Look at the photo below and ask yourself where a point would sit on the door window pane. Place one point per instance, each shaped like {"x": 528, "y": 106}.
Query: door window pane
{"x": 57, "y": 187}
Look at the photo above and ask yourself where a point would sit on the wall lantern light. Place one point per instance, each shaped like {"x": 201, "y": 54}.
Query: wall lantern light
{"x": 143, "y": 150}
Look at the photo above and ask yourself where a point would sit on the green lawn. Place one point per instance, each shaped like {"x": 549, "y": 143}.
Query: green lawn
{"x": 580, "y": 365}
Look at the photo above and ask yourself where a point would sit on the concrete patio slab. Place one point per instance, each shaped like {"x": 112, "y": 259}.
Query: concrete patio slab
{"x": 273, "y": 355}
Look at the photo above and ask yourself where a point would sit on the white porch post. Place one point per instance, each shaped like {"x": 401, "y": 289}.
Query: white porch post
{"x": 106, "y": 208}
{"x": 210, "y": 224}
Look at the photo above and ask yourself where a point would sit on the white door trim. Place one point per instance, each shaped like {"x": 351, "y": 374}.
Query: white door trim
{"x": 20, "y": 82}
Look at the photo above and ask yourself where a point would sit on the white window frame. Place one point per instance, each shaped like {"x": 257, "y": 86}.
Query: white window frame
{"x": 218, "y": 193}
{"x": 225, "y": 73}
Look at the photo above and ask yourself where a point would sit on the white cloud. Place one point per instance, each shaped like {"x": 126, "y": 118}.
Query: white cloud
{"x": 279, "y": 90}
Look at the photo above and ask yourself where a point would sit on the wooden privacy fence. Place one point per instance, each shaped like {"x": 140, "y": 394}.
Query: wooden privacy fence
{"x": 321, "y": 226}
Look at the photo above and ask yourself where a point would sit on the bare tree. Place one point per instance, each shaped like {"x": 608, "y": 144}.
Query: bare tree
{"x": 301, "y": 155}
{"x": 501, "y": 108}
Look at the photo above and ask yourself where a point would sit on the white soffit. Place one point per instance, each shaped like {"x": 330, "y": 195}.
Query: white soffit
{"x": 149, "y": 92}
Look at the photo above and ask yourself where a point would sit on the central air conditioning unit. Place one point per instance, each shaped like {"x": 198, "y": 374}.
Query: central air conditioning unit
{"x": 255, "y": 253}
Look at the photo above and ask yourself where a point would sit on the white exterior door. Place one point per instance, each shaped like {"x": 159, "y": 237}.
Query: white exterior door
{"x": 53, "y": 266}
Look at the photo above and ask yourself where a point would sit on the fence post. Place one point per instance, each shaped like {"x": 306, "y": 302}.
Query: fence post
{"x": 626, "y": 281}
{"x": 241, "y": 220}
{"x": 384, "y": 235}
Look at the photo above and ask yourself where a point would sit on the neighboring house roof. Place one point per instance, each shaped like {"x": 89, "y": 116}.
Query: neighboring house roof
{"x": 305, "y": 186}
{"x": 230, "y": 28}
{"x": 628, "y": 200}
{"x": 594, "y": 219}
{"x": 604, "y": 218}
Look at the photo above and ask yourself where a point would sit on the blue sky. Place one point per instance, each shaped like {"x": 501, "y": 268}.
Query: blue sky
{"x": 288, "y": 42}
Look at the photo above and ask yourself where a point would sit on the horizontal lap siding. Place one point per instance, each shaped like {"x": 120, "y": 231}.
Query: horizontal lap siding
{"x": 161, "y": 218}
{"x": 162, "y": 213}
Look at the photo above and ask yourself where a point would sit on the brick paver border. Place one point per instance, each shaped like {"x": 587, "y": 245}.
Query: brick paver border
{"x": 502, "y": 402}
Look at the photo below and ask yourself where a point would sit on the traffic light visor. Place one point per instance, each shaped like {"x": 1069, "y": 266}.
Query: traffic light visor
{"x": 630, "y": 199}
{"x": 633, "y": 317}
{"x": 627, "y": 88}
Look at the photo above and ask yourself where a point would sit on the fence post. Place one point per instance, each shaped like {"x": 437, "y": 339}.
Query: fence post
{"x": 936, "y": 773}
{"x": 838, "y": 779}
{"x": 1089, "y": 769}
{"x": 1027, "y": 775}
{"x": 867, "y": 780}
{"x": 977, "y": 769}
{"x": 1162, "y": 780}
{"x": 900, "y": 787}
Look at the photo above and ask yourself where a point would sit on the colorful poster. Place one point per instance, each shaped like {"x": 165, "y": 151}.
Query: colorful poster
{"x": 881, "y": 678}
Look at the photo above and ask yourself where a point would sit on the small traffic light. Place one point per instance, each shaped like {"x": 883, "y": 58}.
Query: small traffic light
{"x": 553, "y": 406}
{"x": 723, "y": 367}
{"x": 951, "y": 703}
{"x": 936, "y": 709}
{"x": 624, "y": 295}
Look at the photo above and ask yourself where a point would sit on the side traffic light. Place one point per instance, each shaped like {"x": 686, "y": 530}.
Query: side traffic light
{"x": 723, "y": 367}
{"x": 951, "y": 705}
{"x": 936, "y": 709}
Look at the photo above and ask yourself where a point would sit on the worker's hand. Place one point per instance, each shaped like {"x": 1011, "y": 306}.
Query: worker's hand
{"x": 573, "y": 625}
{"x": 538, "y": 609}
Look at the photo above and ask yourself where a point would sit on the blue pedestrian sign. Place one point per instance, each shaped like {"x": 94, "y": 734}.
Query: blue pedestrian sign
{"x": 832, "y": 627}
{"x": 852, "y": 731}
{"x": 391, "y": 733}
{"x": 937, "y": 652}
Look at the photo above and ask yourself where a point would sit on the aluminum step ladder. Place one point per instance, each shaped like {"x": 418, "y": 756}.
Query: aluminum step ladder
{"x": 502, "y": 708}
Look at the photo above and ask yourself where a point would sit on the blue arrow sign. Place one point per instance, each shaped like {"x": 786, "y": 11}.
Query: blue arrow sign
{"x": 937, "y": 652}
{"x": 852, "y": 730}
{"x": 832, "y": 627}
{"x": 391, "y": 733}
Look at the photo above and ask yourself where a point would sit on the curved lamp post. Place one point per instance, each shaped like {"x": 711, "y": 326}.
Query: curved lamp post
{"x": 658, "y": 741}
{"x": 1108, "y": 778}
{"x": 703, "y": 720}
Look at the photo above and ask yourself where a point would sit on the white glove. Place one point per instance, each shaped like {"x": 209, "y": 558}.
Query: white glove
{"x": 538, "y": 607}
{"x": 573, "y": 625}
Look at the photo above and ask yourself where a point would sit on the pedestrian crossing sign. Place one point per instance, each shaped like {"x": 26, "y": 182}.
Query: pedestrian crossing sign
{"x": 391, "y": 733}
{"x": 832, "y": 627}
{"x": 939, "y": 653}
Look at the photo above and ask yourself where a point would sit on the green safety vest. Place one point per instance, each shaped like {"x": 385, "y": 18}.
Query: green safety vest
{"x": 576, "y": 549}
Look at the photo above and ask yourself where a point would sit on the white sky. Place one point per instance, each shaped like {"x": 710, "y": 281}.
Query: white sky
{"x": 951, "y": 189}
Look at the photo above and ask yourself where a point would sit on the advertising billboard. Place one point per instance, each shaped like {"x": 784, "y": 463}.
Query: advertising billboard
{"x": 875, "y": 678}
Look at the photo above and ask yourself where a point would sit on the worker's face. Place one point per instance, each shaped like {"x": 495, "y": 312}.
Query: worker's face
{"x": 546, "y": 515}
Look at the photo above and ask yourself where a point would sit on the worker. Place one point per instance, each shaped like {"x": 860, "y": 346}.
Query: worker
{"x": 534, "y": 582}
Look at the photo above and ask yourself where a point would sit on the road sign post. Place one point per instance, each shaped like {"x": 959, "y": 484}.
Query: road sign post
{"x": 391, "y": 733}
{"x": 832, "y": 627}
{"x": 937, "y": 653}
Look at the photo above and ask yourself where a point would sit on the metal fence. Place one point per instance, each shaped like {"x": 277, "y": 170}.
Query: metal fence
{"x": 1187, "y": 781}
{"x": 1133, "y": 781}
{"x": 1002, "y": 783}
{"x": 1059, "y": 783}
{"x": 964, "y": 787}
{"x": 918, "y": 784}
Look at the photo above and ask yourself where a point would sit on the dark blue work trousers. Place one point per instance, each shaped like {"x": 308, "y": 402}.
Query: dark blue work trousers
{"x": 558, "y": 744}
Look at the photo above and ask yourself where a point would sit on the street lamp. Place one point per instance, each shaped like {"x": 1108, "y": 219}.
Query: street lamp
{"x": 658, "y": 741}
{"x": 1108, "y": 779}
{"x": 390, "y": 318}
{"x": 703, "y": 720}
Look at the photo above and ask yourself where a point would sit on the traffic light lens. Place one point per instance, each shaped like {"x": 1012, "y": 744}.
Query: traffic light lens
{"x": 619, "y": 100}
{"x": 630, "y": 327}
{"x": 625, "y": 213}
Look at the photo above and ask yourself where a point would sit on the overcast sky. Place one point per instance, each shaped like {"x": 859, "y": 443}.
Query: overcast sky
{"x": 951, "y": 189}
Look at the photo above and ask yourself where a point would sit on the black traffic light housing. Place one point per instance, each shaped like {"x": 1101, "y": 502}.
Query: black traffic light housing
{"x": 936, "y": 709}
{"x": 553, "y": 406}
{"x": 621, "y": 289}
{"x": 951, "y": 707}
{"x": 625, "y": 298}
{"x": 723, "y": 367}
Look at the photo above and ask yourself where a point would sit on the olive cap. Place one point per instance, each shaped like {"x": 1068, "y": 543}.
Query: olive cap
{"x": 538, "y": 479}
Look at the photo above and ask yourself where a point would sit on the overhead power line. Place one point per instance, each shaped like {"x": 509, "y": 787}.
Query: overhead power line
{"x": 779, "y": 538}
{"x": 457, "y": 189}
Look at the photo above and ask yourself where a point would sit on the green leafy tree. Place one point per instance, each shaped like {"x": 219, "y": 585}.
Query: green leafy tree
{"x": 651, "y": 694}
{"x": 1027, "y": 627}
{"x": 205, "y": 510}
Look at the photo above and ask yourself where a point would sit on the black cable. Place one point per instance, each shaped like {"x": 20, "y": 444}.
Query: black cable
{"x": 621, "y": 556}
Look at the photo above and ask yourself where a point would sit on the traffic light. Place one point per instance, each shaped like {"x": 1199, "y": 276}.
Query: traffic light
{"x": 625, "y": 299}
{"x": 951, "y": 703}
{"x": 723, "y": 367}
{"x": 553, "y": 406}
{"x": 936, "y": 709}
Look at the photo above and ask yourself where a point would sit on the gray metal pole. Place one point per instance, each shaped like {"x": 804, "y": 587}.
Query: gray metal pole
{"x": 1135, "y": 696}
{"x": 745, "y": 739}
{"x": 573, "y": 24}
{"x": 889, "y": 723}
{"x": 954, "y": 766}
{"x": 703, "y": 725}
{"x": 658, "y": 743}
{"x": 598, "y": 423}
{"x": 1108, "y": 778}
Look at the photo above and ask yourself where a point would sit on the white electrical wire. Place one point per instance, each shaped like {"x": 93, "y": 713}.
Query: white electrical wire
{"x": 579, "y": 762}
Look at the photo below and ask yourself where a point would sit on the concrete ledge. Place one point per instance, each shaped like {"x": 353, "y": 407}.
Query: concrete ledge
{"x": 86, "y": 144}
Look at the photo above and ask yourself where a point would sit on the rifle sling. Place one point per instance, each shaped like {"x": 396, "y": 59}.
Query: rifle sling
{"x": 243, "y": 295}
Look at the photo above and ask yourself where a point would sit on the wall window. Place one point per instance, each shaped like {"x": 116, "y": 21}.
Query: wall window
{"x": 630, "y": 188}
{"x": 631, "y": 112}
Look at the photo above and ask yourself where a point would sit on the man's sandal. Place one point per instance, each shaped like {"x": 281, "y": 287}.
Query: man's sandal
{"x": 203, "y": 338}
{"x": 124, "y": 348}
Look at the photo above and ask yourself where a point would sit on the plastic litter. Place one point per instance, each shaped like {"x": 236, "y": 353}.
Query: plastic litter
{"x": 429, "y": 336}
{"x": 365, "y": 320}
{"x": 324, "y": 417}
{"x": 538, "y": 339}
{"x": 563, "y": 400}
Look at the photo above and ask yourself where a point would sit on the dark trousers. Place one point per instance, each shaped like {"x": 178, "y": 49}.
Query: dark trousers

..............................

» **WHAT TO DO**
Take the lines above from the one holding "the traffic light." to the last and output them exactly.

» **RESPONSE**
Look at the photo above and ask yourself where a point would sit on the traffic light. Place one point per instance, each shaped like {"x": 1199, "y": 276}.
Query: traffic light
{"x": 625, "y": 299}
{"x": 951, "y": 703}
{"x": 723, "y": 367}
{"x": 553, "y": 406}
{"x": 936, "y": 709}
Look at the photo above and ask yourself where a point would sit on the gray metal pole. Place one point per instance, each shaped like {"x": 804, "y": 587}.
Query: gray metal pole
{"x": 1135, "y": 696}
{"x": 745, "y": 739}
{"x": 573, "y": 24}
{"x": 889, "y": 723}
{"x": 954, "y": 766}
{"x": 703, "y": 725}
{"x": 658, "y": 743}
{"x": 598, "y": 423}
{"x": 1108, "y": 778}
Look at the photo above and ask yourself where a point would sit on the white electrical wire. Place one point per instance, each shaped like {"x": 93, "y": 713}.
Query: white electrical wire
{"x": 579, "y": 762}
Look at the photo below and ask yourself where a point would sit on the concrete ledge. Place one point per instance, each shaped like {"x": 353, "y": 407}.
Query: concrete ledge
{"x": 86, "y": 144}
Look at the photo above and ask yourself where a point would sit on the rifle sling. Place one point per instance, each shaped like {"x": 396, "y": 59}.
Query: rifle sling
{"x": 243, "y": 295}
Look at the photo above and ask yourself where a point would sit on the wall window. Place one point per instance, each shaped like {"x": 116, "y": 21}.
Query: wall window
{"x": 630, "y": 188}
{"x": 631, "y": 112}
Look at the photo above and ask yourself where a point would sit on the man's sandal. Place one point per instance, each shaped like {"x": 281, "y": 287}.
Query: man's sandal
{"x": 203, "y": 338}
{"x": 124, "y": 348}
Look at the photo above and ask yourself where a point would sit on the plastic litter. Place one point per instance, each shaped like {"x": 236, "y": 353}.
Query: plastic litter
{"x": 429, "y": 336}
{"x": 365, "y": 320}
{"x": 324, "y": 417}
{"x": 538, "y": 339}
{"x": 563, "y": 400}
Look at the photo above and ask yourself where a point would sit on the dark trousers. Place one point per instance, each shaped like {"x": 178, "y": 49}.
Query: dark trousers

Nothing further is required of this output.